▶ [Objective A] According to the battery risk-factor passage, which applications are the company's marketing and development efforts for its batteries and battery materials currently focused on?
▶ [Objective B] Reproduce the battery risk-factor passage from the words "Interest in our" up to and including the words "have no control.".

***** Document section *****

As a result of the actions or omissions of our commercial partners, or our inability to identify and enter into suitable arrangements with qualified commercial partners, we may be unable to commercialize apparently viable products on a timely and cost-effective basis, or at all.
 
Interest in our nano lithium titanate batteries is affected by energy supply and pricing, political events, popular consciousness and other factors over which we have no control.
 
Currently, our marketing and development efforts for our batteries and battery materials are focused primarily on stationary power, mass transit and military applications.  In the transportation and military markets, batteries containing our nano lithium titanate materials are designed to replace or supplement gasoline and diesel engines.  In the stationary power applications, our batteries are designed to conserve and regulate the stable supply of electricity, including from renewable sources.  The interest of our potential customers and business partners in our products and services is affected by a number of factors beyond our control, including:
 
·  
economic conditions and capital financing and liquidity constraints;
 
·  
short-term and long-term trends in the supply and price of gasoline, diesel, coal and other fuels;
 
·  
the anticipated or actual granting or elimination by governments of tax and other financial incentives favoring electric or hybrid electric vehicles and renewable energy production;
 
·  
the ability of the various regulatory bodies to define the rules and procedures under which this new technology can be deployed into the electric grid;
 
·  
the anticipated or actual funding, or elimination of funding, for programs that support renewable energy programs, electric grid improvements, certain military electric vehicle initiatives and related programs;
 
·  
changes in public and investor interest for financial and/or environmental reasons, in supporting or adopting alternatives to gasoline and diesel for transportation and other purposes;
 
·  
the overall economic environment and the availability of credit to assist customers in purchasing our large battery systems, particularly project financing;
 
·  
the expansion or contraction of private and public research and development budgets as a result of global and U.S. economic trends; and
 
·  
the speed of incorporation of renewable energy generating sources into the electric grid.

***** Material shown *****

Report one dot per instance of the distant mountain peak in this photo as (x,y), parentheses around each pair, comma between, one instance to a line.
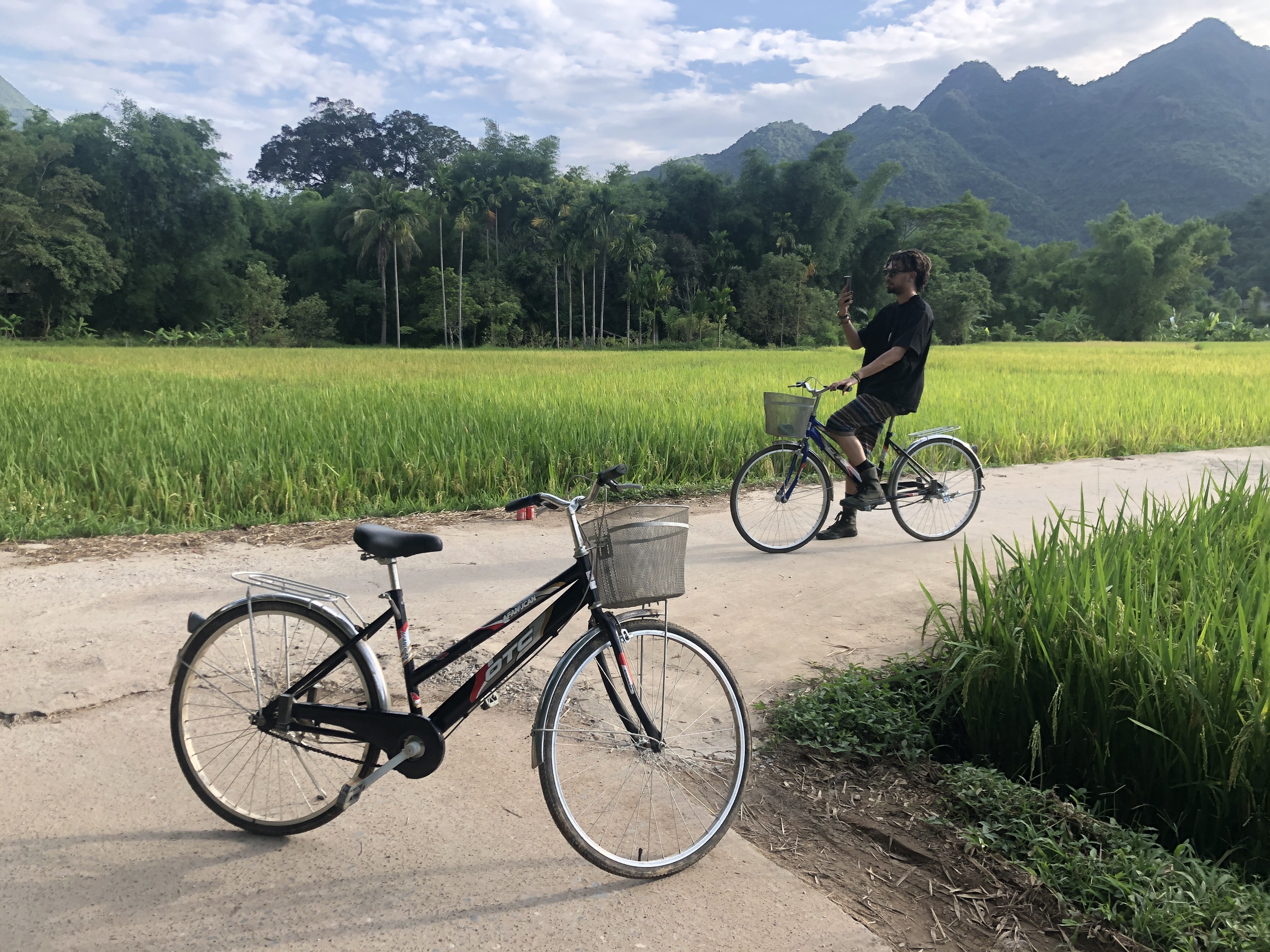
(780,141)
(1210,28)
(14,102)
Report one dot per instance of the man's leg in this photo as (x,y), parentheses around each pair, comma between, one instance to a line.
(855,452)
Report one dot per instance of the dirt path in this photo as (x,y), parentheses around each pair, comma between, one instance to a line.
(105,841)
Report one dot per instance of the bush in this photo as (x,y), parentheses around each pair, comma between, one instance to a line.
(863,713)
(1165,899)
(310,321)
(1131,656)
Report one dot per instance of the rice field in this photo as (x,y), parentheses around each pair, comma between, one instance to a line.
(1130,656)
(99,440)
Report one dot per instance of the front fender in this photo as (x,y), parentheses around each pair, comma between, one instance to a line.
(332,616)
(540,719)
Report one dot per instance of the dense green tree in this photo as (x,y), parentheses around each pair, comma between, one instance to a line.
(173,219)
(262,309)
(1140,270)
(54,262)
(962,301)
(1249,263)
(338,140)
(780,305)
(310,323)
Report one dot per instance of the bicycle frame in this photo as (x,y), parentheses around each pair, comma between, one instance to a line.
(573,591)
(816,432)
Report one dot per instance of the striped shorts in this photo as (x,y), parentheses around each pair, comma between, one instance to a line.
(863,418)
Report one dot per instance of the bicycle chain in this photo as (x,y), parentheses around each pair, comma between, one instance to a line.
(317,751)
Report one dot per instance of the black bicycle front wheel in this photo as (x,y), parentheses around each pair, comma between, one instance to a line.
(628,808)
(781,498)
(935,493)
(267,782)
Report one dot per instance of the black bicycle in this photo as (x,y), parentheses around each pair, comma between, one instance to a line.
(280,710)
(781,495)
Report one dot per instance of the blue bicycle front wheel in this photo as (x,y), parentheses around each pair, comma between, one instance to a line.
(780,498)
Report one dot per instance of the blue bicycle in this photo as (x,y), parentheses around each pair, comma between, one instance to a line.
(781,495)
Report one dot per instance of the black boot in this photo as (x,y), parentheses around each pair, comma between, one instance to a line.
(845,527)
(868,492)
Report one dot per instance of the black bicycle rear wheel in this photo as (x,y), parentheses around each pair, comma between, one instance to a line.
(267,782)
(780,498)
(935,493)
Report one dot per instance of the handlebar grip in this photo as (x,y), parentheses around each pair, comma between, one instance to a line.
(609,476)
(524,503)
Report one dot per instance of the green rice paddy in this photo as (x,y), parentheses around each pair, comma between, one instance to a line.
(102,440)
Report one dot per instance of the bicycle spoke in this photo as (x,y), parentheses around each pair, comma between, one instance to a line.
(258,777)
(633,803)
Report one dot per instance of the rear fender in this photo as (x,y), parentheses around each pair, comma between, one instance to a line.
(332,616)
(540,719)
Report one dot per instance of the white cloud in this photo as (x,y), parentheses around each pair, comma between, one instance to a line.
(615,79)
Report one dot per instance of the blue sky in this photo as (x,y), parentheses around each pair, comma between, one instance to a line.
(618,80)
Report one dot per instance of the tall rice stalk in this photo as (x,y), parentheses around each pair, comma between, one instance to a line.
(127,440)
(1130,655)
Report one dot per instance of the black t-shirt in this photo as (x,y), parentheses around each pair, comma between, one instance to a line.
(899,325)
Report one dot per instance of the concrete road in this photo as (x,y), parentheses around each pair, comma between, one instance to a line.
(106,844)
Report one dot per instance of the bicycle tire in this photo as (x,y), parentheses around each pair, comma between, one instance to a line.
(351,683)
(906,508)
(761,530)
(708,765)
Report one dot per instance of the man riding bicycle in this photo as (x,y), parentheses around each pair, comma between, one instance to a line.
(890,380)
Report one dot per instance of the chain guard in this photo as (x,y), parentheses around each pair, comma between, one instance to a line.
(388,730)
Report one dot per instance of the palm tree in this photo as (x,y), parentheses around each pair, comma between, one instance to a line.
(466,196)
(577,257)
(550,224)
(605,220)
(658,290)
(496,194)
(443,189)
(633,246)
(785,233)
(722,306)
(382,218)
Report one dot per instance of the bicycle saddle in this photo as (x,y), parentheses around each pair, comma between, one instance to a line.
(393,543)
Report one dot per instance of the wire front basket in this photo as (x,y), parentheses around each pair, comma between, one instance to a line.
(786,414)
(636,554)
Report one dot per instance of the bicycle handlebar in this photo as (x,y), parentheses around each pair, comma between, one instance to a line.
(609,477)
(810,389)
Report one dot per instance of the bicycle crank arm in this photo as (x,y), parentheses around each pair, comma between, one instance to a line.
(351,792)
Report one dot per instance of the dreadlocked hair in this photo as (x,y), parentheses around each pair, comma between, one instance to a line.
(912,261)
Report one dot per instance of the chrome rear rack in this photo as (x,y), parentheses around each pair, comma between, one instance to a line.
(304,590)
(934,431)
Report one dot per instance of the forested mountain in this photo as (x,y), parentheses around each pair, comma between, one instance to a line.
(395,230)
(778,141)
(1183,131)
(14,102)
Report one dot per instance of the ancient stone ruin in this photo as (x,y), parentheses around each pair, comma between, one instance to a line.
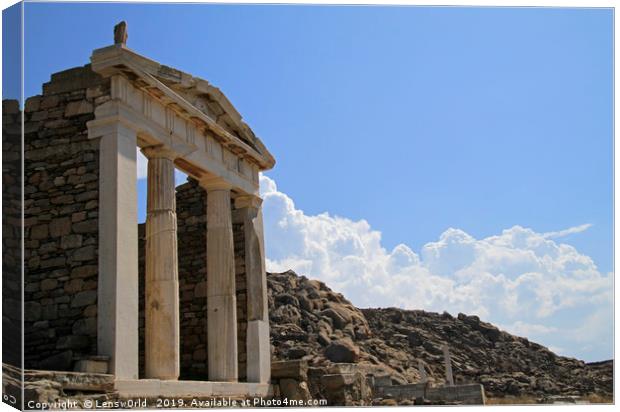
(176,306)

*****

▶ [Complete response A] Stationary power, mass transit and military applications.

▶ [Complete response B]
Interest in our nano lithium titanate batteries is affected by energy supply and pricing, political events, popular consciousness and other factors over which we have no control.